-- Excerpt follows --

Will you please make a video on how to get the coordinates of points of intersections of two intersecting circles. Thank you.

@TechnoBeats1251 12 часов назад

Funny part is that Chat-GBT says that the solution is Pi^2/6 , i'm never asking him about integrals again.

@sovietwizard1620 День назад

I solved the indefinite integral normally by expanding it out and got the 3 normal integrals by itself and they were actually quite easy to solve. You get a slightly complicated expression involving Ei function. I did it this way to simplify it, but when I took the limit from zero to infinity, the infinity part became 0 and the other zero part was quite tricky as I had to solve for lim as t->0 of 2Ei(-t)-2Ei(-2t), I had absolutely o idea how to do this as this was in the form infinity - infinity indeterminate. I used wolfram alpha and apparently it was -ln4, but I'm still pretty confused lol.

@yurfwendforju День назад

10nth grader from germany here. First intuition is to do DI w/ (1-e^-t) , 1/t^2

@alphazero339 День назад

Why are you telling your grade

@sadi_supercell2132 День назад

Integration by parts , integrate 1 over t^2 differentiate numerator , after that feynman trick works

@fdileo День назад

Can you use the Fubini Tonelli's Theorem at 6:04?

@kristopherwilson506 День назад

Yes, as the function is nonnegative and measurable, and the exponential function is nonnegative

@MatrixMultiplication 9 часов назад

Please upload all your content to RUMBLE

@RoyalYoutube_PRO День назад

Can't you just use Gamma Integral after opening the bracket and splitting the numerator??

@holyshit922 День назад

I would start with integration by parts Then maybe Laplace transform

@holyshit922 День назад

Integration by parts gives me 2\int_{0}^{\infty}\frac{(1-exp(-t))exp(-t)}{t}dt Integrand and interval of integration hints me to use Laplace transform so i calculate Laplace transform L((1-exp(-t))/t) plug in s = 1 and double the result To calculate L((1-exp(-t))/t) it is enough to calculate L(1-exp(-t)) and integrate the result

@Patapom3 День назад

Amazing!

@namangoyal1297 2 дня назад

Cant we write this in the form of Exponential integral and the Gamma function?

-- Excerpt concluded --
-- Information shown follows --

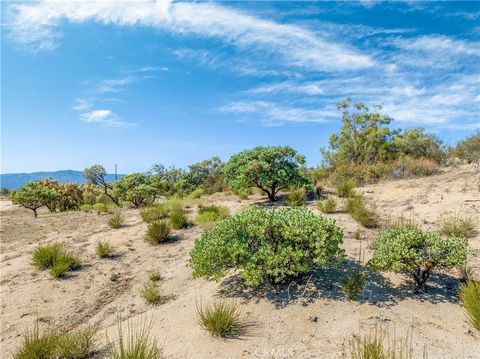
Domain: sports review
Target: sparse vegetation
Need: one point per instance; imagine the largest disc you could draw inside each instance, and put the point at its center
(417, 253)
(327, 205)
(470, 298)
(55, 258)
(178, 219)
(357, 208)
(137, 343)
(116, 221)
(456, 226)
(296, 197)
(259, 242)
(157, 232)
(353, 283)
(346, 189)
(103, 249)
(50, 343)
(220, 318)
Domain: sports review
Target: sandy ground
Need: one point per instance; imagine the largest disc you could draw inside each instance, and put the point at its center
(308, 319)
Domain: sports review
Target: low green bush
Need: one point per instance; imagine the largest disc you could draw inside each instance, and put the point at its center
(116, 221)
(55, 258)
(267, 245)
(103, 249)
(357, 208)
(327, 205)
(50, 343)
(178, 219)
(346, 188)
(353, 284)
(209, 215)
(417, 253)
(296, 197)
(456, 226)
(221, 318)
(470, 298)
(157, 232)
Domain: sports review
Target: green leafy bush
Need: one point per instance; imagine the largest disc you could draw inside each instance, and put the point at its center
(152, 214)
(327, 205)
(353, 284)
(296, 197)
(116, 221)
(56, 258)
(267, 245)
(178, 219)
(220, 318)
(103, 249)
(357, 208)
(456, 226)
(346, 188)
(209, 215)
(157, 232)
(470, 298)
(417, 253)
(77, 344)
(136, 344)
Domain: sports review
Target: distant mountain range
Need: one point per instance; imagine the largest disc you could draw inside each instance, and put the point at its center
(17, 180)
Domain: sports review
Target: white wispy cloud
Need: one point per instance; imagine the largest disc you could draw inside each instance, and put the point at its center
(106, 118)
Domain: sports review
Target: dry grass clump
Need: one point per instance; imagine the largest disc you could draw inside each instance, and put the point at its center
(116, 221)
(157, 232)
(346, 188)
(56, 258)
(51, 343)
(327, 205)
(103, 249)
(221, 319)
(470, 298)
(137, 343)
(357, 208)
(456, 226)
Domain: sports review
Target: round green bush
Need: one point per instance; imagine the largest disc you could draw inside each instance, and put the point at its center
(267, 245)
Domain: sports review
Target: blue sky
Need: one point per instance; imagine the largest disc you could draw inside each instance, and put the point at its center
(137, 83)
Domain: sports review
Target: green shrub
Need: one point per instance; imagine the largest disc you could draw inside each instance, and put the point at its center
(77, 344)
(56, 258)
(103, 249)
(209, 215)
(353, 284)
(86, 208)
(100, 208)
(296, 197)
(346, 188)
(456, 226)
(116, 221)
(417, 253)
(136, 344)
(221, 318)
(157, 232)
(267, 245)
(357, 208)
(327, 205)
(196, 193)
(470, 298)
(153, 214)
(151, 293)
(178, 219)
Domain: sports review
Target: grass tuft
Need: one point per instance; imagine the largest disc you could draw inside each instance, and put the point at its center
(456, 226)
(157, 232)
(470, 298)
(221, 318)
(103, 249)
(327, 205)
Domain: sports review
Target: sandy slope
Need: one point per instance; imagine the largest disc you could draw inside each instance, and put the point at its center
(309, 319)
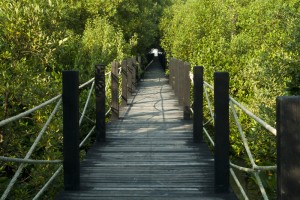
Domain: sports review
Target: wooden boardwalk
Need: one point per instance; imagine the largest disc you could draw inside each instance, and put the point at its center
(149, 153)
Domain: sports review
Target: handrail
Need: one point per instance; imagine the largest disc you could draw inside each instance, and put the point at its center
(26, 160)
(58, 99)
(255, 169)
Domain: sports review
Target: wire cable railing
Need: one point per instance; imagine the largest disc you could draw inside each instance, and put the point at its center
(26, 160)
(83, 116)
(255, 169)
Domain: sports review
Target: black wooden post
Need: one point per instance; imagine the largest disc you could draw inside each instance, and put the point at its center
(180, 82)
(171, 71)
(198, 104)
(221, 102)
(176, 76)
(114, 91)
(70, 97)
(124, 82)
(134, 73)
(129, 78)
(186, 92)
(100, 102)
(288, 151)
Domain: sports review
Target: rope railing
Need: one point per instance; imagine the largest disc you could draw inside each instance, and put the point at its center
(210, 120)
(24, 161)
(58, 99)
(255, 169)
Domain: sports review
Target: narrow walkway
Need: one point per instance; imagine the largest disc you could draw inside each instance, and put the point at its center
(149, 154)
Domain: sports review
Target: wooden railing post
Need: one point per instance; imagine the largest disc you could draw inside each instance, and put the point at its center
(115, 90)
(171, 71)
(176, 76)
(221, 102)
(180, 81)
(129, 78)
(100, 102)
(186, 92)
(124, 82)
(198, 104)
(288, 152)
(134, 73)
(70, 97)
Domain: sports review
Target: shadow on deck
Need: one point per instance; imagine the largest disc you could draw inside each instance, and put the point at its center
(149, 153)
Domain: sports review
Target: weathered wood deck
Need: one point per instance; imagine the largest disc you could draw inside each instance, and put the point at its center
(149, 153)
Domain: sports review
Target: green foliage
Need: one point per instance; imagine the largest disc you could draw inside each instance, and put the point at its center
(39, 39)
(257, 42)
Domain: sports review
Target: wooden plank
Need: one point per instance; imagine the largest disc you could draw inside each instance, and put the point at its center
(150, 153)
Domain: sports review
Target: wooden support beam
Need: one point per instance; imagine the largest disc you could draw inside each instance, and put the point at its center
(186, 91)
(115, 90)
(288, 151)
(198, 104)
(129, 78)
(71, 162)
(221, 102)
(100, 102)
(124, 82)
(134, 74)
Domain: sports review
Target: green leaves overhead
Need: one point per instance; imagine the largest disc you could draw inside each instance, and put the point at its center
(255, 41)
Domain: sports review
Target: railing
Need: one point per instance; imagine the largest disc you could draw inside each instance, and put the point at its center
(72, 118)
(218, 107)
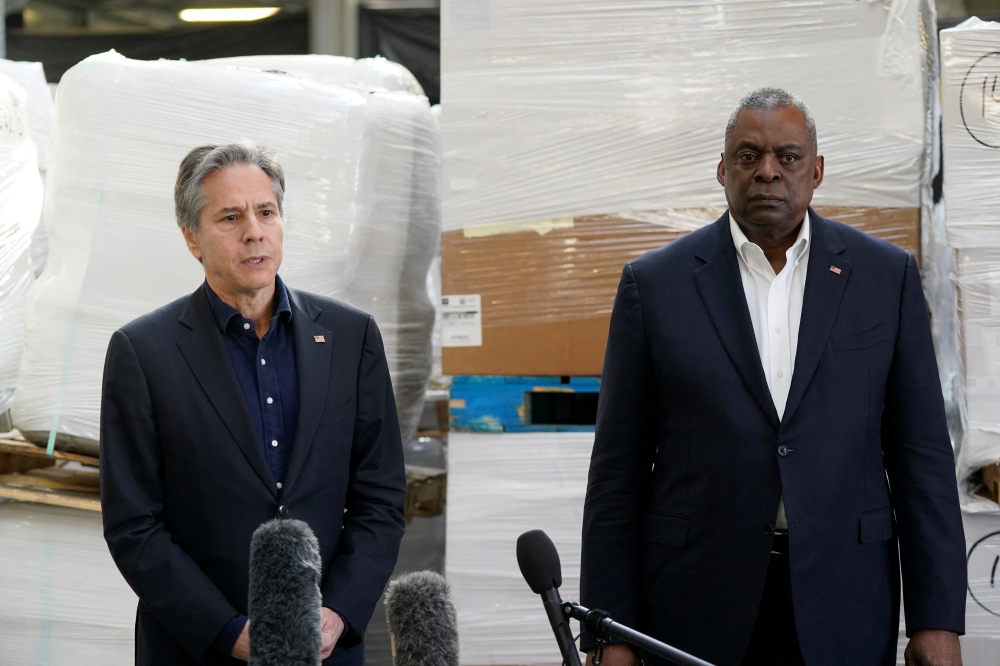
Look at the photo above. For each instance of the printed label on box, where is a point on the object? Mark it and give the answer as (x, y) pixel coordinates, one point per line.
(461, 321)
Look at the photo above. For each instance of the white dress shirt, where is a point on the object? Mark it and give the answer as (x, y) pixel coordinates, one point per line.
(775, 303)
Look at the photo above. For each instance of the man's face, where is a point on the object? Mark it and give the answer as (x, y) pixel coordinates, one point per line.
(240, 237)
(770, 168)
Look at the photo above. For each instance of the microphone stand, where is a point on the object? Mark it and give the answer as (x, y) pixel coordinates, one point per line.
(601, 625)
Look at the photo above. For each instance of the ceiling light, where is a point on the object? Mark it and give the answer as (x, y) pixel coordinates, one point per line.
(220, 14)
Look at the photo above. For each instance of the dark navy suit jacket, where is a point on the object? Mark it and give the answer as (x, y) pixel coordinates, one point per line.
(686, 471)
(184, 482)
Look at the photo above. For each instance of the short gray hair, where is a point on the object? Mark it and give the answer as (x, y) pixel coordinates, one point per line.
(189, 198)
(772, 98)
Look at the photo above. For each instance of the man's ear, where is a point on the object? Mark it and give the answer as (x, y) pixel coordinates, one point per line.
(192, 240)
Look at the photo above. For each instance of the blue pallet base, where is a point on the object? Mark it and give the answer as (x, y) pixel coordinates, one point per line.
(499, 404)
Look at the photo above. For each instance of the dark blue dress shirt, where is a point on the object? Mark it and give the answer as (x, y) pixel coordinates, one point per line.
(267, 375)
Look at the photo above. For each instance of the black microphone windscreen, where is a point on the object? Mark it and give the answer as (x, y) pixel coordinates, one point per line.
(422, 620)
(538, 560)
(284, 597)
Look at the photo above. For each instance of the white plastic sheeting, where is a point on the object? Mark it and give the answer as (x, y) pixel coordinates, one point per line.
(500, 486)
(971, 143)
(64, 601)
(361, 215)
(20, 206)
(557, 108)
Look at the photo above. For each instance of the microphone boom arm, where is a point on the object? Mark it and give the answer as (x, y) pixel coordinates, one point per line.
(601, 625)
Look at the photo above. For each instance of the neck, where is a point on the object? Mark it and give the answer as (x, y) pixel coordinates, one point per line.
(258, 305)
(774, 240)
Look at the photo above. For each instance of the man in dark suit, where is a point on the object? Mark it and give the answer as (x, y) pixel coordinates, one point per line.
(243, 402)
(771, 447)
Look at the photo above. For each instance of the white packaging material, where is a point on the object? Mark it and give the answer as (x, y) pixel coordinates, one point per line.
(20, 207)
(500, 486)
(970, 60)
(556, 108)
(361, 215)
(64, 601)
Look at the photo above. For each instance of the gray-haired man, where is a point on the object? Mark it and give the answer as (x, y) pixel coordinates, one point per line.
(242, 402)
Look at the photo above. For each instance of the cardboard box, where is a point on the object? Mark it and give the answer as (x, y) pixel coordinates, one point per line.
(546, 289)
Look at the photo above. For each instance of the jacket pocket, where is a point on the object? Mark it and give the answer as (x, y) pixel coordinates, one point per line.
(666, 529)
(876, 526)
(862, 339)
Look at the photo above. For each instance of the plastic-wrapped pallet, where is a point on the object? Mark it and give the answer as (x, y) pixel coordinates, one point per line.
(20, 206)
(360, 217)
(64, 601)
(971, 143)
(578, 134)
(500, 486)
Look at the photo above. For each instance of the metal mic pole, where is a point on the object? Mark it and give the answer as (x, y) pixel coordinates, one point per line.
(600, 624)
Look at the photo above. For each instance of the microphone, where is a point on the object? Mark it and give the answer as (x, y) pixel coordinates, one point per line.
(284, 597)
(423, 627)
(538, 560)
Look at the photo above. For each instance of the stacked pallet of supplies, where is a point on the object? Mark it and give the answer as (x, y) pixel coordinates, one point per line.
(970, 58)
(360, 223)
(20, 208)
(577, 135)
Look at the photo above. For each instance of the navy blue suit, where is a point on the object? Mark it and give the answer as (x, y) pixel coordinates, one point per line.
(687, 468)
(185, 481)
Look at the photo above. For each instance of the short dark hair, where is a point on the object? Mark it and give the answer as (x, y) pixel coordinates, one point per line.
(201, 162)
(772, 98)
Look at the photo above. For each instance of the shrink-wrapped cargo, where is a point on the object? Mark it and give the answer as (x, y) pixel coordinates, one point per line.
(971, 144)
(577, 134)
(20, 206)
(360, 215)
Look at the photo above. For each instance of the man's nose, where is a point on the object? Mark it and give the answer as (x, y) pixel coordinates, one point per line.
(768, 169)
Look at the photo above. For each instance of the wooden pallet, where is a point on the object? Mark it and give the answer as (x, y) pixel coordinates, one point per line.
(29, 474)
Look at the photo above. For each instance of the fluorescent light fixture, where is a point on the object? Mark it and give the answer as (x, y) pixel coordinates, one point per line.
(224, 14)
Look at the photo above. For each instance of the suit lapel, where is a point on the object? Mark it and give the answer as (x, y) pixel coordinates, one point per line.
(206, 355)
(820, 304)
(313, 363)
(721, 289)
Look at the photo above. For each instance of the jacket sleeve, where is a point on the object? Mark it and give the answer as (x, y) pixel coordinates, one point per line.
(164, 577)
(620, 466)
(921, 471)
(373, 524)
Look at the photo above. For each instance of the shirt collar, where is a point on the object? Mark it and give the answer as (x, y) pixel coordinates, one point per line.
(224, 312)
(798, 248)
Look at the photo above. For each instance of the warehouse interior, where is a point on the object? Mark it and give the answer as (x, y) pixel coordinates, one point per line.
(474, 173)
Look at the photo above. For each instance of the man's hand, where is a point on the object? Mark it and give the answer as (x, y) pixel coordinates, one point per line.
(617, 654)
(241, 649)
(332, 628)
(933, 647)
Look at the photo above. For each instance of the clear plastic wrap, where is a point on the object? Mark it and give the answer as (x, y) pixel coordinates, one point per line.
(971, 138)
(500, 486)
(64, 601)
(20, 206)
(361, 215)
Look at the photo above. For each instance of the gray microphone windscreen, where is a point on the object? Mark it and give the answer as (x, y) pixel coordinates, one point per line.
(422, 621)
(284, 597)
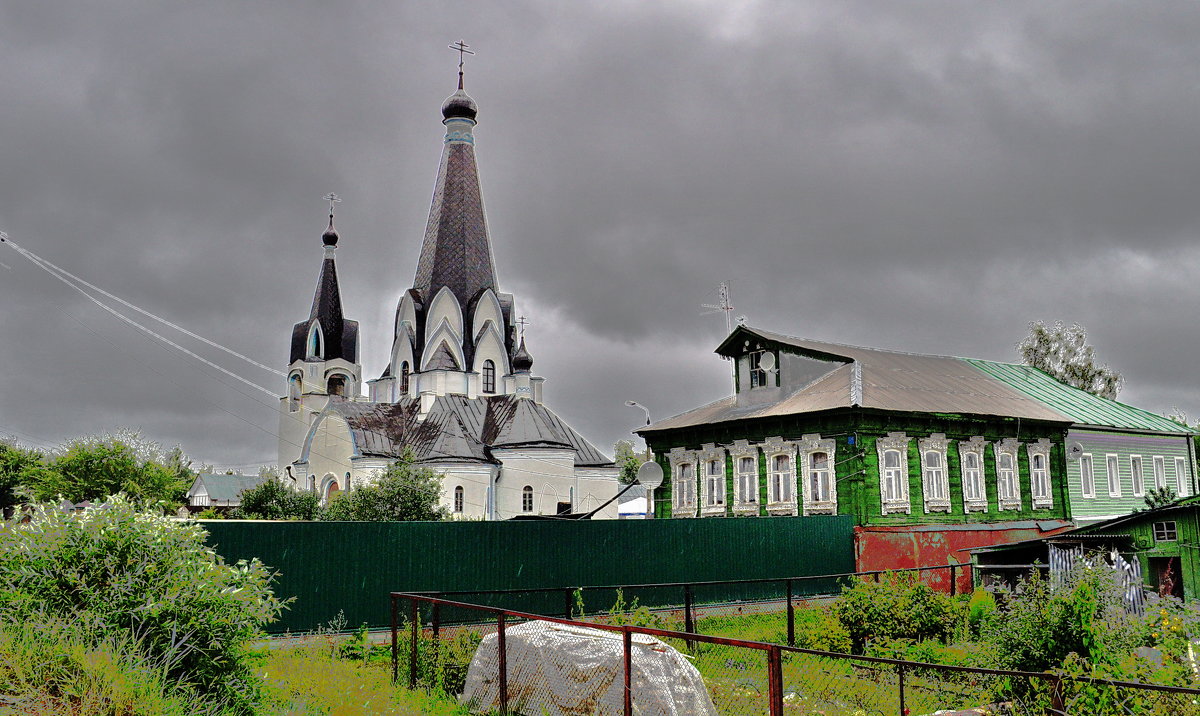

-- Information shown concluded --

- [Problems to work on]:
(1) Print the part of the comment thread starting at "Will you please" and ending at "about integrals again.".
(2) In the comment thread, what value did Wolfram Alpha reportedly give for the limit as t->0 of 2Ei(-t)-2Ei(-2t)?
(3) Go on with the comment thread about solving the integral, picking up after its last comment.

- [Results for each task]:
(1)
Will you please make a video on how to get the coordinates of points of intersections of two intersecting circles. Thank you.

@TechnoBeats1251 12 часов назад

Funny part is that Chat-GBT says that the solution is Pi^2/6 , i'm never asking him about integrals again.

(2) It gave -ln4.

(3)
@nuclearrambo3167 День назад

I think properies of laplace transform or residue theorem can be used

@UnTipoSinNombre 8 часов назад

VERY NICE

@HiddenKey_210 15 часов назад

Triple integration is the bestest!

@danielntoko2117 День назад

Very easy to solve!

@namangoyal1297 2 дня назад

Pls make a video on the Product integral and The Riemann Zeta function

@aashishkumar9658 2 дня назад

That's a brilliant approach 😳

@Nain115 День назад

I just did it in ChatGPT, and it says that the answer is (pi²)/6 I told it that in bprp's video the answer was ln4, but GPT said that ln4 is the answer for the initial integral but without the square in the exponent

@OpPhilo03 16 часов назад

Which marker you use?! Please tell me us sir

@davidbrisbane7206 2 дня назад

The answer is nearly always ln(4) 😂

@bjornfeuerbacher5514 День назад

Only in the cases when it's not pi²/6 or the Euler Mascheroni constant. ;)

@davidbrisbane7206 День назад

@@bjornfeuerbacher5514 Indeed.

@rauladrianbringasjimenez8656 23 часа назад

5:15 I didn’t understand, what theorem I’m missing?

@weishanlei8682 2 дня назад

I am sure that this easy question can be solved bey o1 within 30 seconds.

@scottleung9587 День назад

Cool!

@perost1227 22 часа назад

Are x and y greater than 0?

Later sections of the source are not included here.